=== TEKS SUMBER ===
★ ★ ★ ★ ★ ★ ★

Akibat Perubahan Iklim, Zimbabwe Pindahkan Ribuan Satwa Hindari Kekeringan
HARARE, SATUHARAPAN.COM-Sebuah helikopter menggiring ribuan impala ke dalam kandang. Sebuah derek mengangkat gajah-gajah yang terbalik dan dibius ke dalam trailer. Gerombolan penjaga membawa hewan lain ke dalam kandang besi dan konvoi truk memulai perjalanan sekitar 700 kilometer (435 mil) untuk membawa hewan-hewan itu ke rumah baru mereka.
Zimbabwe telah mulai memindahkan lebih dari 2.500 hewan liar dari cagar alam di wilayah selatan ke satu cagar alam di wilayah utara negara itu untuk menyelamatkan mereka dari kekeringan, karena kerusakan akibat perubahan iklim menggantikan perburuan liar sebagai ancaman terbesar bagi satwa liar.

★ ★ ★ ★ ★ ★ ★

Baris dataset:
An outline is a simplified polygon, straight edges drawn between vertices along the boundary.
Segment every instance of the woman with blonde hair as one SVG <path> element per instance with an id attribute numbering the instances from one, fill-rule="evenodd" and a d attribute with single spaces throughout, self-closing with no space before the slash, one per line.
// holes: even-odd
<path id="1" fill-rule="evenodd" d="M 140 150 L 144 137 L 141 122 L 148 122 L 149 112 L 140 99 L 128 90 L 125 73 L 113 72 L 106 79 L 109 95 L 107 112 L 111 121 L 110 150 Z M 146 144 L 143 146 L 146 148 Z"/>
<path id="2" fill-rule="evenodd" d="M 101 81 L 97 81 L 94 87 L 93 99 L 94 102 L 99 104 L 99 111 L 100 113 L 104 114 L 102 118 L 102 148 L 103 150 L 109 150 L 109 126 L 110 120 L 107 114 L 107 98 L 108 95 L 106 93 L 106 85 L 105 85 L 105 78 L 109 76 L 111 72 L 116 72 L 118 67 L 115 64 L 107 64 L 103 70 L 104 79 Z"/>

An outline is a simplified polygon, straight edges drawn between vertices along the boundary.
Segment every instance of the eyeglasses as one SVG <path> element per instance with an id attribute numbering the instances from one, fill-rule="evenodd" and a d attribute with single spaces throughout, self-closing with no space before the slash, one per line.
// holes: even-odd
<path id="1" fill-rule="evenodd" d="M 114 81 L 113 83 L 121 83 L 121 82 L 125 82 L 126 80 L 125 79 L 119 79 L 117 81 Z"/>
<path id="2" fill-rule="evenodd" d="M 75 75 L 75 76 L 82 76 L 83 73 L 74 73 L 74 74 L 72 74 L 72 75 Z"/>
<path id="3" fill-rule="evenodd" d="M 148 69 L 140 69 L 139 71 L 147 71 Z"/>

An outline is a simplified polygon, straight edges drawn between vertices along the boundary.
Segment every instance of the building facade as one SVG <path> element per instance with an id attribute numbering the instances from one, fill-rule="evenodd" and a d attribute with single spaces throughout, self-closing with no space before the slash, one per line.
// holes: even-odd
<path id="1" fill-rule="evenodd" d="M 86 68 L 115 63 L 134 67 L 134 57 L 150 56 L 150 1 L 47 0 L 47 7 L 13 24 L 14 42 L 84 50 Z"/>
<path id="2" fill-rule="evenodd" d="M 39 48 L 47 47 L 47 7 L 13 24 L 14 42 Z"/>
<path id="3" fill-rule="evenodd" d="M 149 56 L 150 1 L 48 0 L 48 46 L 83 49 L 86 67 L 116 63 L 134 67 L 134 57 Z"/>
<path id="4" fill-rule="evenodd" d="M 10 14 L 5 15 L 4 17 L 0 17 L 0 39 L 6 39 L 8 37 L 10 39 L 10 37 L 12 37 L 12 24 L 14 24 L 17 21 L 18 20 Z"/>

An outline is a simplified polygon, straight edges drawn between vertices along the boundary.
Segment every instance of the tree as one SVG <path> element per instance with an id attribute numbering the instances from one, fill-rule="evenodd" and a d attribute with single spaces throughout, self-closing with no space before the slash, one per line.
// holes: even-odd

★ ★ ★ ★ ★ ★ ★

=== TUGAS YANG DIBERIKAN ===
Tulis ulang bagian teks tentang pemindahan satwa di Zimbabwe yang dimulai pada "Akibat Perubahan Iklim, Zimbabwe" dan berakhir pada "bagi satwa liar.". Tukar "kandang" dengan "kurungan".

=== JAWABAN ===
Akibat Perubahan Iklim, Zimbabwe Pindahkan Ribuan Satwa Hindari Kekeringan
HARARE, SATUHARAPAN.COM-Sebuah helikopter menggiring ribuan impala ke dalam kurungan. Sebuah derek mengangkat gajah-gajah yang terbalik dan dibius ke dalam trailer. Gerombolan penjaga membawa hewan lain ke dalam kurungan besi dan konvoi truk memulai perjalanan sekitar 700 kilometer (435 mil) untuk membawa hewan-hewan itu ke rumah baru mereka.
Zimbabwe telah mulai memindahkan lebih dari 2.500 hewan liar dari cagar alam di wilayah selatan ke satu cagar alam di wilayah utara negara itu untuk menyelamatkan mereka dari kekeringan, karena kerusakan akibat perubahan iklim menggantikan perburuan liar sebagai ancaman terbesar bagi satwa liar.